Required action
Filter the records, keeping every line that has the string "front".

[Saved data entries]
****************************************

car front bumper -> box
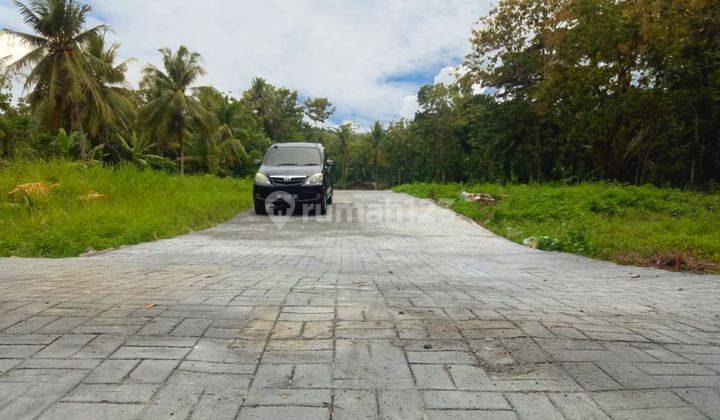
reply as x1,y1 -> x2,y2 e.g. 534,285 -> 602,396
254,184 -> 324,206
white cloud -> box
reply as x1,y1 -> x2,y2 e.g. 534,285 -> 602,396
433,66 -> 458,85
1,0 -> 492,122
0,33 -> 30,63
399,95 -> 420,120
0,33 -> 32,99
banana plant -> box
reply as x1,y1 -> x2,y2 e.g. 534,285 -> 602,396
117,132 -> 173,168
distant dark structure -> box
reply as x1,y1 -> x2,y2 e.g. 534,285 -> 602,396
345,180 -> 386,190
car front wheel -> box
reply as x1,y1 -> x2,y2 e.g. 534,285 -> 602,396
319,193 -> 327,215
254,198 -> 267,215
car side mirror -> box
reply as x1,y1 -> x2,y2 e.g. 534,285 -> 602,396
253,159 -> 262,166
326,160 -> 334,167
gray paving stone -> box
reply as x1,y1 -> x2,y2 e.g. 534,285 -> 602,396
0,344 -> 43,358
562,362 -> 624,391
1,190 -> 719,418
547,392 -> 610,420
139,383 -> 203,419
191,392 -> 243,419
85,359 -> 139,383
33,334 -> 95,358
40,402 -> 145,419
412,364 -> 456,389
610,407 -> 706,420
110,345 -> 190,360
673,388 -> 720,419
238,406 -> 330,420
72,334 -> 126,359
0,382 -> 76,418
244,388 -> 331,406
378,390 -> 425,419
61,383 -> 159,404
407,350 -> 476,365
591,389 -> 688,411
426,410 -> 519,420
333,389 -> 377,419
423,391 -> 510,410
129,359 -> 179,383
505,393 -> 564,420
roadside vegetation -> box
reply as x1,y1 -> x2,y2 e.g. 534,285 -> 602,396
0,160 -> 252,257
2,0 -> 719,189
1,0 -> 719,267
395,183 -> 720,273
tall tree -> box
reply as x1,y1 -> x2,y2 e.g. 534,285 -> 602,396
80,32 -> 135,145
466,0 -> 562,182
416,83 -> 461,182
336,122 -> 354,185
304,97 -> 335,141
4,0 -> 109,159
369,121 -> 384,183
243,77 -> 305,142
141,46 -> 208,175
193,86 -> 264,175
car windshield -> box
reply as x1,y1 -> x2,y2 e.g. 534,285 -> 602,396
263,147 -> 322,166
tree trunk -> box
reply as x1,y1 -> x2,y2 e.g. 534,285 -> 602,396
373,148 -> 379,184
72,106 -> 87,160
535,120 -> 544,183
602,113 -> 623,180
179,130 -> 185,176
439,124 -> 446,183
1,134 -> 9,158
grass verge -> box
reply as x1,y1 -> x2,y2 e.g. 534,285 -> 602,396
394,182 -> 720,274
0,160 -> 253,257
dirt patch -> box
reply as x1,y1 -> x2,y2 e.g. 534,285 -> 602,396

****************************************

Exercise solution
car front bumper -> box
car front wheel -> box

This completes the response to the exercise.